Stored data
※ ※ ※
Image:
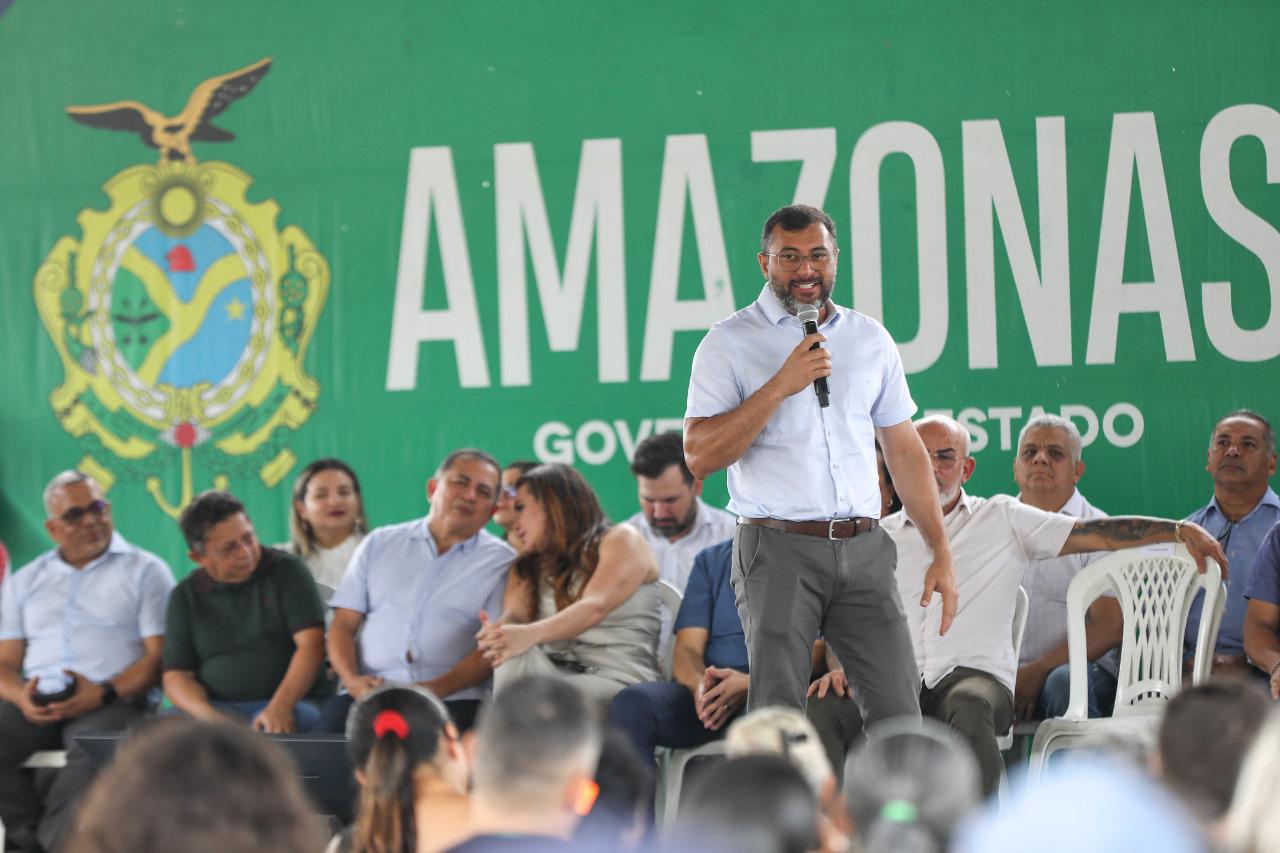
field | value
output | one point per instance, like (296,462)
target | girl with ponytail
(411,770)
※ ※ ※
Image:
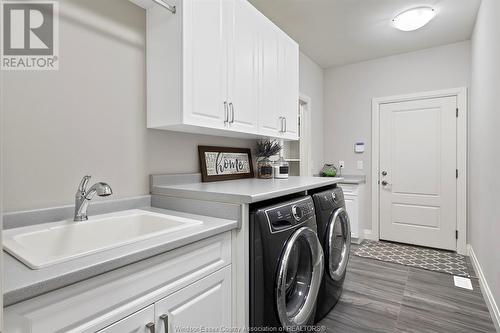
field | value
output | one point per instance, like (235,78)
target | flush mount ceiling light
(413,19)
※ ※ ※
Instructions for the task
Pick out each line of the items above that contains the word "like", and copy those lines.

Task answer
output | one point per instance, like (296,462)
output | one point per instance, like (235,78)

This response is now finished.